Stated goal:
Pick out each line of the data below that contains the word "gate" and copy those lines.

Input material:
________

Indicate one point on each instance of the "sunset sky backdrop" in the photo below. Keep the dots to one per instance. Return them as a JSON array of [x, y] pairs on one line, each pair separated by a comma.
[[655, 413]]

________

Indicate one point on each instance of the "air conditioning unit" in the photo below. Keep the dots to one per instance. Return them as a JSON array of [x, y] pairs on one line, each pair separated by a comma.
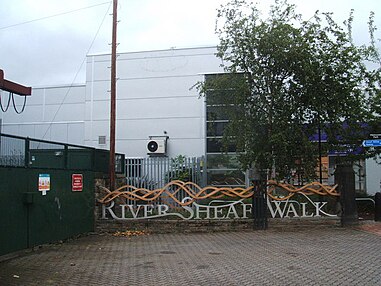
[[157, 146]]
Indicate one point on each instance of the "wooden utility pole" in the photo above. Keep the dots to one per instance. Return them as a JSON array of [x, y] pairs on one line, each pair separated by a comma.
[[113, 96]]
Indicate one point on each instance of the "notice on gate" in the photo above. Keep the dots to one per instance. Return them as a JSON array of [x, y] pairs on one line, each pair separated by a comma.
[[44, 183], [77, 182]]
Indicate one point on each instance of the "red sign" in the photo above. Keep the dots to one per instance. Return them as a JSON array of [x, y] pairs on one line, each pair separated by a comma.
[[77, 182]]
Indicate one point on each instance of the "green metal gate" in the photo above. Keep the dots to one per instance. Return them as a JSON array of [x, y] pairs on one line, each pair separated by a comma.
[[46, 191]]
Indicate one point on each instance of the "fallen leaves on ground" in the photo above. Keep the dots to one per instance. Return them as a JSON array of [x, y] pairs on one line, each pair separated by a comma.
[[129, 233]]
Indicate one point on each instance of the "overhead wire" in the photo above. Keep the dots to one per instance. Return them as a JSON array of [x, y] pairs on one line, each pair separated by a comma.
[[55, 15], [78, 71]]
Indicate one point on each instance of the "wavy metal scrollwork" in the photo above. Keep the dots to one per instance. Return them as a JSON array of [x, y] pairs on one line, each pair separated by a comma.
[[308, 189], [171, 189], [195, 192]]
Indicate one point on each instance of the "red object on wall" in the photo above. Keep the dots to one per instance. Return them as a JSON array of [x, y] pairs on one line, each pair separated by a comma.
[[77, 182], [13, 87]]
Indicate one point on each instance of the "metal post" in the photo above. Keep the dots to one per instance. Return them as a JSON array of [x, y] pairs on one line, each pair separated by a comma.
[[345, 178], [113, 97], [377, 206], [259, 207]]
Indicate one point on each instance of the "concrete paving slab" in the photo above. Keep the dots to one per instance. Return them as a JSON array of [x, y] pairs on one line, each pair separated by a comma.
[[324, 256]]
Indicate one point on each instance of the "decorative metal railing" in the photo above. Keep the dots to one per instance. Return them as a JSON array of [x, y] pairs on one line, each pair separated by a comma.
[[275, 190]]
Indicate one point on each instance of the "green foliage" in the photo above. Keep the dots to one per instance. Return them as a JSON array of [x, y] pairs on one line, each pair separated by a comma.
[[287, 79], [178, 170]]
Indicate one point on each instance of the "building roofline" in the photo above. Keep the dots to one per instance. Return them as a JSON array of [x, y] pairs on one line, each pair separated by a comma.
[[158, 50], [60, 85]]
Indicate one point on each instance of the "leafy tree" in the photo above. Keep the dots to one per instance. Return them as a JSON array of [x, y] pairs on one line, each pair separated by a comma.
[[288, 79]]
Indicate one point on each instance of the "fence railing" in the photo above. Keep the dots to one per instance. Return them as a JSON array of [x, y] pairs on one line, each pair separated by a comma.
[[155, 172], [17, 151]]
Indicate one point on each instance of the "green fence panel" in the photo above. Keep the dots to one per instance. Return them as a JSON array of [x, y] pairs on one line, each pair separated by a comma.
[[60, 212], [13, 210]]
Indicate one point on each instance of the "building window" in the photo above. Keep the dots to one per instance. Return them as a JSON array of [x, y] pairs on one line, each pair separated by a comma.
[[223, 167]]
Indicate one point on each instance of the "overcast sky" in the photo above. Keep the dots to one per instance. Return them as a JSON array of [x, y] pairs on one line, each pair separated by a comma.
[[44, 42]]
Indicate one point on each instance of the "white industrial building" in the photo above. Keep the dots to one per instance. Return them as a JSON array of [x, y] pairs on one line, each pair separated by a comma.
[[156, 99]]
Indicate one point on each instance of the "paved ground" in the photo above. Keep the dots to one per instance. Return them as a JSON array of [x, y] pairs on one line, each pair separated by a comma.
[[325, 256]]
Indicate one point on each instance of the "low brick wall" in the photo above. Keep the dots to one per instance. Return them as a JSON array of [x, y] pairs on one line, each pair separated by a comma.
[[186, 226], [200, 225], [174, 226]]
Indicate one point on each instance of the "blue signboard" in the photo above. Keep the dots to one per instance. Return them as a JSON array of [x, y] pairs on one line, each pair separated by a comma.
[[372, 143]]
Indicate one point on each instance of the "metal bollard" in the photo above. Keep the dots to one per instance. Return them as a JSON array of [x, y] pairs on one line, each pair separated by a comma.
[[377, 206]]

________

Response to this exercise:
Indicate one point on each instance of the "notice on gate" in the photo above. Keep the dots to one per instance. Return them as a JSON array of [x, y] pairs on one line, each pair separated by a comma.
Indicate one point on each instance of the "green metal gate" in the photo above. Keep the dots to one per instance. Return them as a JSON array of [x, y] pairs on one line, each pair separated by a comma.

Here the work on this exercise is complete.